> **Information given**
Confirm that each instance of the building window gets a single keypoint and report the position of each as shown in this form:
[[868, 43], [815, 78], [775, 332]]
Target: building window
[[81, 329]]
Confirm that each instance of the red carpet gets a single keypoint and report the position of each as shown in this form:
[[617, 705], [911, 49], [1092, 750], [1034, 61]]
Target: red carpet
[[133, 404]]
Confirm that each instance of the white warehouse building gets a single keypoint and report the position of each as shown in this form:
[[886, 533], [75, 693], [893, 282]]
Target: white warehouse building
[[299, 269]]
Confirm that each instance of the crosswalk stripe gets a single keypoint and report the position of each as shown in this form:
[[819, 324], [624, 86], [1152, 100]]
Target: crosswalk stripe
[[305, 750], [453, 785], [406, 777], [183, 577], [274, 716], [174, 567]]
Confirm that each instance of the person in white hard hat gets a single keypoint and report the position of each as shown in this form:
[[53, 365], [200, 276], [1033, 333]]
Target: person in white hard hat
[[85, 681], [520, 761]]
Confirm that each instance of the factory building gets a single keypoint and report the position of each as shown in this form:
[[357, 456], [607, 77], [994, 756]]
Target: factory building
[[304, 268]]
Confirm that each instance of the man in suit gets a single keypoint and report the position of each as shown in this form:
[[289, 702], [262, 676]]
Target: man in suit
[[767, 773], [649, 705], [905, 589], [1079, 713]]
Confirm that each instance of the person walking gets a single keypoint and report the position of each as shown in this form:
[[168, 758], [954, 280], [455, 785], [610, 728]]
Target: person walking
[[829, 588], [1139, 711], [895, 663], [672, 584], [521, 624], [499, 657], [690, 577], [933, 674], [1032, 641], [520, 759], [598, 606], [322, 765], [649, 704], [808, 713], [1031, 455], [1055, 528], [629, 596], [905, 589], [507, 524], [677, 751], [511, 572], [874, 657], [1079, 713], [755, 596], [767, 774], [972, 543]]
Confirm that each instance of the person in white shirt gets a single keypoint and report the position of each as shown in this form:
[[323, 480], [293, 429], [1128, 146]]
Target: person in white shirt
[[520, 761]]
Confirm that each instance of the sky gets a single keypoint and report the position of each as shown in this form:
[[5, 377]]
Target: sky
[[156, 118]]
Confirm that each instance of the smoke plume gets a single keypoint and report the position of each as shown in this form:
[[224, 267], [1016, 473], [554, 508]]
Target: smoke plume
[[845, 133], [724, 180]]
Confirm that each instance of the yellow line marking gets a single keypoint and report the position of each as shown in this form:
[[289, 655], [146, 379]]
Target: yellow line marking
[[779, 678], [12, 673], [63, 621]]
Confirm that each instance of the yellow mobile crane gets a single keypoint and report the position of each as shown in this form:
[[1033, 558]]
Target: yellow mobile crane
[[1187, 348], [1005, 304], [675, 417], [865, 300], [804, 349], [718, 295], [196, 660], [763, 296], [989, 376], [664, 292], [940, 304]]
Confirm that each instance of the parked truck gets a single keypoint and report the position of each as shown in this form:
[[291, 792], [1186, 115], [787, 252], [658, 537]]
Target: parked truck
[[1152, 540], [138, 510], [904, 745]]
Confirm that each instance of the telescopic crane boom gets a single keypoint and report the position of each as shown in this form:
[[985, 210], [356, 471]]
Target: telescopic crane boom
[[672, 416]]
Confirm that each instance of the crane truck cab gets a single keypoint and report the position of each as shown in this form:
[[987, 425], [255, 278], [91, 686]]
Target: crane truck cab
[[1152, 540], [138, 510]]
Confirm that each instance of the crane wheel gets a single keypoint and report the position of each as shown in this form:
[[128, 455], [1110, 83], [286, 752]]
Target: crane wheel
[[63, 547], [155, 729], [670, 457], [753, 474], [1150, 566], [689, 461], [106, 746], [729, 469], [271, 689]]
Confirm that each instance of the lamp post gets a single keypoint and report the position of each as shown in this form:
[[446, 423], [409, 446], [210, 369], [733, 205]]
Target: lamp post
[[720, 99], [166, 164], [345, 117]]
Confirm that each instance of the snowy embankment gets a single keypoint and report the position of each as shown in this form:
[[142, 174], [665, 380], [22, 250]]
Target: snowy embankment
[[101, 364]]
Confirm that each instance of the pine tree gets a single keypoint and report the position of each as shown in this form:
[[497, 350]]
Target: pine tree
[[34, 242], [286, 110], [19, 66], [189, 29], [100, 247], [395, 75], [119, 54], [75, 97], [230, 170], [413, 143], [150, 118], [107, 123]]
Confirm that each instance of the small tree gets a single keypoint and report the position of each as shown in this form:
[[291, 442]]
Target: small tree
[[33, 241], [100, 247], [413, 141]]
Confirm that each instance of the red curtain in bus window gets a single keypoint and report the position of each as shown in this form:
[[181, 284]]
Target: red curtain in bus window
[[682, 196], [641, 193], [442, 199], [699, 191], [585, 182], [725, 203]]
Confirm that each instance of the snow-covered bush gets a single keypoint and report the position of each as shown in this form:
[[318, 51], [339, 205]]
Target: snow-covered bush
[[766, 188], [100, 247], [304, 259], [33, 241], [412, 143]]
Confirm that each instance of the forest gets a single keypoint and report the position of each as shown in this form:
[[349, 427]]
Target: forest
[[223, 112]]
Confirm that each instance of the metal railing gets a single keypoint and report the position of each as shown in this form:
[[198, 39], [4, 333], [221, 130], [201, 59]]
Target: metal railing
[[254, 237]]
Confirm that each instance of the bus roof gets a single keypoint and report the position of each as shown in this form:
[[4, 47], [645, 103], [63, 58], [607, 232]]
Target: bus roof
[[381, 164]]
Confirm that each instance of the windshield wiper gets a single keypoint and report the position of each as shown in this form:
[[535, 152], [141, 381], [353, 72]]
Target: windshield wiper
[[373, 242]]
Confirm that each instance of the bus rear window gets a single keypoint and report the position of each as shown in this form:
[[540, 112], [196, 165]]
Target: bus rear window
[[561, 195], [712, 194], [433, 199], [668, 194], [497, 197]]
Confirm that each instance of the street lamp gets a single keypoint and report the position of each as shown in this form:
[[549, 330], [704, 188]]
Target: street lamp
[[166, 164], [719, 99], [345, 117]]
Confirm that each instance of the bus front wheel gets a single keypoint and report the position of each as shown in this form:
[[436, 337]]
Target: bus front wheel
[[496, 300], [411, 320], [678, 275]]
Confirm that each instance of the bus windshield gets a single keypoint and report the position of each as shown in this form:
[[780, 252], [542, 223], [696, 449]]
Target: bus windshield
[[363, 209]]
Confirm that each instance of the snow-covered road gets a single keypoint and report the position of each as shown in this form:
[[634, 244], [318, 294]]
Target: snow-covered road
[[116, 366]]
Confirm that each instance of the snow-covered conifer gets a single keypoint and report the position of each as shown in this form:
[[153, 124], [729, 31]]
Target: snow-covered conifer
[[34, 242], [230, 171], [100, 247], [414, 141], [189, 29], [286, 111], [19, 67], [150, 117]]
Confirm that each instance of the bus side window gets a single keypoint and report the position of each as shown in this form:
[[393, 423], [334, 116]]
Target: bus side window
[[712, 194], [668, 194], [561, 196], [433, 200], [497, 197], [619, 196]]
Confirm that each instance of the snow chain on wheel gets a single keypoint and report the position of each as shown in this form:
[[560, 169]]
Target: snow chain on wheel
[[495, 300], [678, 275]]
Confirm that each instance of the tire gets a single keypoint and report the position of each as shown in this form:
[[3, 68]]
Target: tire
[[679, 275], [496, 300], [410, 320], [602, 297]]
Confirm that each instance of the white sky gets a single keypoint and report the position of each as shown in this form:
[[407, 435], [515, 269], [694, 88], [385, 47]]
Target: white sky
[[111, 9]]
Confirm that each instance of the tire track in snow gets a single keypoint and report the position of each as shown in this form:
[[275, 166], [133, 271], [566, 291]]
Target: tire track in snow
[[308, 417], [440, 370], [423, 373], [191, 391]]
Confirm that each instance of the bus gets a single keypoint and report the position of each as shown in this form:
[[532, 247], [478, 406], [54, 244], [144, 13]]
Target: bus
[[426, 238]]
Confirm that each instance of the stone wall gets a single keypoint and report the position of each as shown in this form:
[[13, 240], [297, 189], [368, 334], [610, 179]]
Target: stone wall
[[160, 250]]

> **Required work**
Rewrite the lines above from the one containing "Confirm that each instance of the crane wheel" through the one containing "[[720, 99], [166, 164], [345, 117]]", requests included. Add 5 to every coordinate in the answers, and leave the requests and their sample coordinates unchanged.

> **The answer**
Confirm that each instance of the crane wheel gets a single keypoint and report the position of each as shown in this form:
[[128, 455], [1110, 83], [286, 752]]
Target: crane wheel
[[68, 552], [160, 734], [675, 462], [758, 479], [1155, 571], [694, 466], [111, 751], [734, 474], [276, 694]]
Confirm that each instance of the lamp post gets a single keypoint and report the position of each as shown in this form:
[[446, 423], [409, 446], [210, 369], [733, 205]]
Target: lamp post
[[725, 104], [171, 169], [350, 122]]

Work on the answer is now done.